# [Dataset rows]
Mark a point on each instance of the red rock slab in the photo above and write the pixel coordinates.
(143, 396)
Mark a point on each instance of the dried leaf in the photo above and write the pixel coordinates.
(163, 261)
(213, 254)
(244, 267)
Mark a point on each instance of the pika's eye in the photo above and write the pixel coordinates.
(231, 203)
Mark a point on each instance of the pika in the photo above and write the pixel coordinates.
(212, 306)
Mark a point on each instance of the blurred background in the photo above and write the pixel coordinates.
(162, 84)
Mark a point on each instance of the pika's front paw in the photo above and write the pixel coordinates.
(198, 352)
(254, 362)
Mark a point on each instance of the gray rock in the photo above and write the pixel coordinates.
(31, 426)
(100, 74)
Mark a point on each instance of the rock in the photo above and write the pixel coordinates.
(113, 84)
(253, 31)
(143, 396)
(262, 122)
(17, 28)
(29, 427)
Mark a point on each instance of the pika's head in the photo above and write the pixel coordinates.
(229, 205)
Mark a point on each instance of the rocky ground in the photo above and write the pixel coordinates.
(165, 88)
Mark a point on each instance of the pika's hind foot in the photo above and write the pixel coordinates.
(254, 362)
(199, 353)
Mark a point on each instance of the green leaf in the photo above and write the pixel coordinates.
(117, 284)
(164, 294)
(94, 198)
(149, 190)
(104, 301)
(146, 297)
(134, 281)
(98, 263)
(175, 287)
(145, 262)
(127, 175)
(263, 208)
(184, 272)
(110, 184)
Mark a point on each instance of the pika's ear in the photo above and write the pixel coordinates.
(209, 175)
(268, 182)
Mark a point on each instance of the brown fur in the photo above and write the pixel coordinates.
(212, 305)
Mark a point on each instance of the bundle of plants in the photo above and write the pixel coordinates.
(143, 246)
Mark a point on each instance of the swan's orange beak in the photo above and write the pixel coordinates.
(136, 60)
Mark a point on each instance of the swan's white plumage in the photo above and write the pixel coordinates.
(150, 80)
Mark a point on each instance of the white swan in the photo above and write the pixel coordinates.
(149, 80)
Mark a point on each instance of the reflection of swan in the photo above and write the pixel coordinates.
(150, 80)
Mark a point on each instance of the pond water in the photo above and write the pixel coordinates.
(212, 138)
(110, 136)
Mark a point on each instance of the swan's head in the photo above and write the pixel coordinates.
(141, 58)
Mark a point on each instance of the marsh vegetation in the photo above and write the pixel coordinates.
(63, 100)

# [Directions]
Transcribe only the trailing portion of the entries above: the line that contains "Mark a point on each instance of the pika's ear" and each line after it.

# [Full response]
Mark a point on each instance of the pika's ear in the photo above and write the pixel coordinates.
(209, 175)
(268, 182)
Mark a point on each instance of the brown fur in the photo above and write the pixel coordinates.
(212, 305)
Mark a point on each instance of the bundle of plants in the photo above and write the pixel coordinates.
(143, 246)
Mark a point on each instance of the swan's orange beak in the photo above and write the pixel coordinates.
(136, 60)
Mark a point on each instance of the swan's white plumage in the photo above and write the pixel coordinates.
(150, 80)
Mark a point on each instance of the white swan in the photo above and write the pixel coordinates.
(149, 80)
Mark a point on each instance of the reflection of swan in the photo above and write the pixel coordinates.
(150, 80)
Mark a point on each instance of the pond water in the photo above and write the pixel coordinates.
(212, 138)
(110, 136)
Mark a point on each instance of the swan's head in the photo above and write the pixel coordinates.
(141, 58)
Mark a point on each instance of the marsh vegetation in the photo above and write the pixel coordinates.
(63, 100)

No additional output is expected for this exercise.